### Task goal
Retype the records below from their first line through the line containing "Target: exposed front bumper", and include nothing else.

[Stored dataset items]

○ ○ ○ ○ ○

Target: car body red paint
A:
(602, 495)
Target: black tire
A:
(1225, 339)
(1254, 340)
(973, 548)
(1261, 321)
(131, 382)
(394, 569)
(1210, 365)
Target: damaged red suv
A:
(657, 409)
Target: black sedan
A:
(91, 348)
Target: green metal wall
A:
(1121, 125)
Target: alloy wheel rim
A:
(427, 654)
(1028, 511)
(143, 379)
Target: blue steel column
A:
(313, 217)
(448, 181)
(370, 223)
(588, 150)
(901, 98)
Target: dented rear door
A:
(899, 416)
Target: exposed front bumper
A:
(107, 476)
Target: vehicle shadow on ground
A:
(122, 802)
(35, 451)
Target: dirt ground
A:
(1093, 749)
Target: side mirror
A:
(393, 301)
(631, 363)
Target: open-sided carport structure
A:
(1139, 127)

○ ○ ○ ○ ○

### Solution to the exercise
Target: car body red paint
A:
(602, 495)
Target: black tire
A:
(1225, 339)
(1254, 340)
(973, 548)
(1261, 321)
(131, 382)
(394, 569)
(1210, 365)
Target: damaged red suv
A:
(657, 409)
Target: black sedan
A:
(91, 348)
Target: green metal wall
A:
(1121, 125)
Target: alloy wheel rim
A:
(427, 654)
(1028, 511)
(143, 379)
Target: blue steel column
A:
(313, 217)
(448, 181)
(370, 223)
(588, 150)
(901, 98)
Target: dented rear door
A:
(899, 416)
Target: exposed front bumper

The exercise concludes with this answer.